TASK INSTRUCTIONS:
a) In the text on the 1948 Giro d'Italia, how many riders made it to the finish in Milan?
b) List every rider named in the text on the 1948 Giro d'Italia.
c) Reproduce the stretch of the text on the 1948 Giro d'Italia that opens with the words "- Third / Giordano" and closes with "and third respectively.".

TEXT TO READ:
^^^^

1948 Giro d'Italia

Race details
- Dates: 15 May - 6 June 1948
- Stages: 19
- Distance: 4,164 km (2,587 mi)
- Winning time: 124h 51' 52"

Results
- Winner / Fiorenzo Magni (ITA) / (Wilier Triestina)
- Second / Ezio Cecchi (ITA) / (Cimatti)
- Third / Giordano Cottur (ITA) / (Wilier Triestina)
- Mountains / Fausto Coppi (ITA) / (Bianchi)
- Team / Wilier Triestina

= 1948 Giro d'Italia =

The 1948 Giro d'Italia was the 31st edition of the Giro d'Italia, organized and sponsored by the newspaper La Gazzetta dello Sport. The race began on 15 May in Milan with a stage that stretched 190 km to Turin, finishing back in Milan on 6 June after a 231 km stage and a total distance covered of 4164 km. The race was won by the Italian rider Fiorenzo Magni of the Wilier Triestina team, with fellow Italians Ezio Cecchi and Giordano Cottur coming in second and third respectively.

==Teams==

A total of eleven teams entered the 1948 Giro d'Italia. Each team sent a squad of seven riders, so the Giro began with a peloton of 77 cyclists. Out of the 77 riders that started this edition of the Giro d'Italia, a total of 44 riders made it to the finish in Milan.

The teams entering the race were:

- Legnano
- Peugeot
- Viani-C.R.A.L. Imperia

==Route and stages==

Race organizer and newspaper La Gazzetta dello Sport released the preliminary route for the Giro d'Italia on 27 October 1947. The race was originally planned to start on 22 May and finish on 13 June, while covering 3715 km over nineteen stages.

^^^^

DATA LINES:

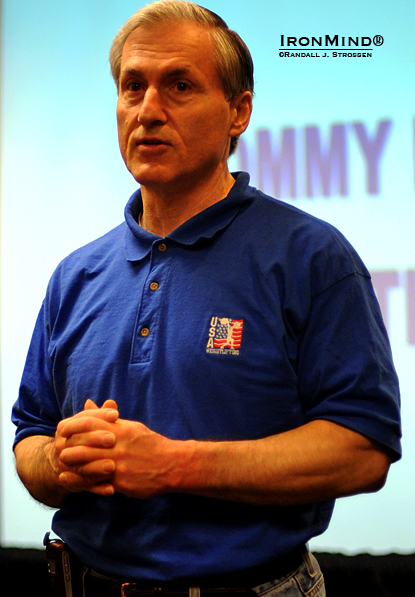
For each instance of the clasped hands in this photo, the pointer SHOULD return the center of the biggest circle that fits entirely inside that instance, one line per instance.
(96, 451)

^^^^

WRITTEN ANSWERS:
a) 44 riders finished in Milan.

b) Fiorenzo Magni, Ezio Cecchi, Giordano Cottur, Fausto Coppi

c)
- Third / Giordano Cottur (ITA) / (Wilier Triestina)
- Mountains / Fausto Coppi (ITA) / (Bianchi)
- Team / Wilier Triestina

= 1948 Giro d'Italia =

The 1948 Giro d'Italia was the 31st edition of the Giro d'Italia, organized and sponsored by the newspaper La Gazzetta dello Sport. The race began on 15 May in Milan with a stage that stretched 190 km to Turin, finishing back in Milan on 6 June after a 231 km stage and a total distance covered of 4164 km. The race was won by the Italian rider Fiorenzo Magni of the Wilier Triestina team, with fellow Italians Ezio Cecchi and Giordano Cottur coming in second and third respectively.